Chapter 5 Principal Component Analysis








5.1 Introduction

Bayesian classifier is an optimal classifier that is used when we knew the prior probabilities P(w) and the class-conditional densities p(x|w). Unfortunately, in pattern recognition applications we rarely, have this kind of complete knowl­edge about the probabilistic structure of the problem. In typical cases, we have general knowledge about the situation, together with a number of design samples or training data particular representatives of the patterns that are to be classified. The problem, then, is to find some way to use this information to design or train the classifier.

One approach to this problem is to use the samples to estimate the unknown prob­abilities and probability densities, and then use the resulting estimates as if they were the true values. In typical supervised pattern classification problems, the estimation of the prior probabilities presents no serious difficulties. However, es­timation of the class-conditional densities is a complex procedure. The number of available samples always seems too small, and serious problems arise when the di­mensionality of the feature vector x is large. If we know the number of parameters in advance and our general knowledge about the problem permits us to parameterize the conditional densities, then the severity of these problems can be reduced sig­nificantly. Suppose, for example, that we can reasonably assume that p(x|w) is a normal density with mean mi, and covariance matrix Si, although we do not know the exact values of these quantities. This knowledge simplifies the problem from one of estimating an unknown function p(x|w) to one of estimating the parameters mi and Si.

════════════════

Objective A
Count the lines in the listing below that contain the word "glove", and reply with the number alone.

Information shown
════════════════

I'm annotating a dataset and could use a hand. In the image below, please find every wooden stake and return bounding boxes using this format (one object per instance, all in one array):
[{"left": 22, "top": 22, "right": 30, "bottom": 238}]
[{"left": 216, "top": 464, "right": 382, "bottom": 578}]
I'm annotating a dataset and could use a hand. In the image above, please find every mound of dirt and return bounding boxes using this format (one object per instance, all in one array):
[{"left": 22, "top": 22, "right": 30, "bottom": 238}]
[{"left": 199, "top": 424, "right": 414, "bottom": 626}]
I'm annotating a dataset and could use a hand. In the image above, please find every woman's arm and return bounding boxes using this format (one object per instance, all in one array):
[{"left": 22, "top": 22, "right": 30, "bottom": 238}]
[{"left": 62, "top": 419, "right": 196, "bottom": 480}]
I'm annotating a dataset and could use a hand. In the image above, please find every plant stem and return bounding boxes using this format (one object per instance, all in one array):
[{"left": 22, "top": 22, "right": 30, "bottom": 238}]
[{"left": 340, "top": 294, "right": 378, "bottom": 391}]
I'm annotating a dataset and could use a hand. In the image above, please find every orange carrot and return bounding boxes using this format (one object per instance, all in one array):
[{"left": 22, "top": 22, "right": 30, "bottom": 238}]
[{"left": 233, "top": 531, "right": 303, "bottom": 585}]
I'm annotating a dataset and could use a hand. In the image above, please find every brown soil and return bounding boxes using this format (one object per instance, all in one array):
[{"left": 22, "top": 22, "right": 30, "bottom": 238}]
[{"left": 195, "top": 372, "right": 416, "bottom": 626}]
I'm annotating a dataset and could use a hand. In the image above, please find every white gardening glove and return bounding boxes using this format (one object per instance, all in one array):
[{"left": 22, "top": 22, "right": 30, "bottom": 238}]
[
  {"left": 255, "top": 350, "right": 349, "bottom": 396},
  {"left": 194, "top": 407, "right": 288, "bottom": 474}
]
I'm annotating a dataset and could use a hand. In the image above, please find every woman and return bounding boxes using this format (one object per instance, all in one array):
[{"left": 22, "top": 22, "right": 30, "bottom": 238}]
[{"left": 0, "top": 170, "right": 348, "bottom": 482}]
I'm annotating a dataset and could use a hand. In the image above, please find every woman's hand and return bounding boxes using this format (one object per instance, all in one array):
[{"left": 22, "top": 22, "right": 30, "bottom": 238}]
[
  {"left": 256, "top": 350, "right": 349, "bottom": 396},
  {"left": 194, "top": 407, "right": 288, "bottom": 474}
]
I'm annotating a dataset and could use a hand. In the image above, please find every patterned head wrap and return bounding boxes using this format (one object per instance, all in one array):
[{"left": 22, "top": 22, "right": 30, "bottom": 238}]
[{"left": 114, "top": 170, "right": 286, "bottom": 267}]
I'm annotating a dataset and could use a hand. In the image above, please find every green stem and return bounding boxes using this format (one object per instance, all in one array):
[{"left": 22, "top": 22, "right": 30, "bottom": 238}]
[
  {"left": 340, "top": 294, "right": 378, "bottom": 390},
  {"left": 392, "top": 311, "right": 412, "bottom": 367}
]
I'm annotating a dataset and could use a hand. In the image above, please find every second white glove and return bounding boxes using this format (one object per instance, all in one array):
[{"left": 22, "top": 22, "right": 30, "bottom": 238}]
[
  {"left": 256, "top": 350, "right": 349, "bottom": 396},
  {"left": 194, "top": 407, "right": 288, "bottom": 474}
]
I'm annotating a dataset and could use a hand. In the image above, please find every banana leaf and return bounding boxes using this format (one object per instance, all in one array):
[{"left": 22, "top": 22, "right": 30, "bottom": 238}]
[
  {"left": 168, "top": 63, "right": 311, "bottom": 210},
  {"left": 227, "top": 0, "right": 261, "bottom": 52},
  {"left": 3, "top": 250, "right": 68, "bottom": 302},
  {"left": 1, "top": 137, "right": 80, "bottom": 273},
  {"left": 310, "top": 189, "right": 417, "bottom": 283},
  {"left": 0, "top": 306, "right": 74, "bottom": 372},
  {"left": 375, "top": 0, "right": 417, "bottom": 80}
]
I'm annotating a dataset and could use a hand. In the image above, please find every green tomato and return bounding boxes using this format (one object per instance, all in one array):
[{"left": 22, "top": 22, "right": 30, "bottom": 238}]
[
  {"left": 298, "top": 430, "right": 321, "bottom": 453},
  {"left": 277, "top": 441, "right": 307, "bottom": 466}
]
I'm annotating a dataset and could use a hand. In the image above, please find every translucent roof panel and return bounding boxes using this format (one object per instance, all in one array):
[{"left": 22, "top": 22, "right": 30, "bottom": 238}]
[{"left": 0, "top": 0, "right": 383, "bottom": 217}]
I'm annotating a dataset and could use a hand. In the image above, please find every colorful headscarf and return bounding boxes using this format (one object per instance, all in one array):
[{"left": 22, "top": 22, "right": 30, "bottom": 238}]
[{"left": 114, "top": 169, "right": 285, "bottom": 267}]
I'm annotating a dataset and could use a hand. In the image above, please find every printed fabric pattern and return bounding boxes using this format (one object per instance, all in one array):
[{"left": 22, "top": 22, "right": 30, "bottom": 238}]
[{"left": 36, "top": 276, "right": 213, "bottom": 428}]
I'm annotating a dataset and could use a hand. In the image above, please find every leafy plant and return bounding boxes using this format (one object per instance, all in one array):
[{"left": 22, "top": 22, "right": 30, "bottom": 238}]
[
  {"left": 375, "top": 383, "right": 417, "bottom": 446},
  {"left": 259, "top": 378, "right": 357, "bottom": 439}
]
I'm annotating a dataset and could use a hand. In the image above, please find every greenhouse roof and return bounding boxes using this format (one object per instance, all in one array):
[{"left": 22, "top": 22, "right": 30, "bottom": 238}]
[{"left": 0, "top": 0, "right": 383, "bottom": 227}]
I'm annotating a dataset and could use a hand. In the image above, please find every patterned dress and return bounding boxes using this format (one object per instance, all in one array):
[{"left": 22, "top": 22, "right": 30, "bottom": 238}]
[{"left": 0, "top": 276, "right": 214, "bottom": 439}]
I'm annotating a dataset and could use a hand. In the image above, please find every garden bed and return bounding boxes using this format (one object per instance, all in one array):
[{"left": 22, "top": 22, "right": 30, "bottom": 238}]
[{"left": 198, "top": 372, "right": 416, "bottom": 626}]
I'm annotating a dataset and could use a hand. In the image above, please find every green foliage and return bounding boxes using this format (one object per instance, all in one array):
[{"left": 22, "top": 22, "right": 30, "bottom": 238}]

════════════════

Objective B
From the principal component analysis chapter above, return everything from "5.1 Introduction" down to "train the classifier.", word for word.

Output A
2

Output B
5.1 Introduction

Bayesian classifier is an optimal classifier that is used when we knew the prior probabilities P(w) and the class-conditional densities p(x|w). Unfortunately, in pattern recognition applications we rarely, have this kind of complete knowl­edge about the probabilistic structure of the problem. In typical cases, we have general knowledge about the situation, together with a number of design samples or training data particular representatives of the patterns that are to be classified. The problem, then, is to find some way to use this information to design or train the classifier.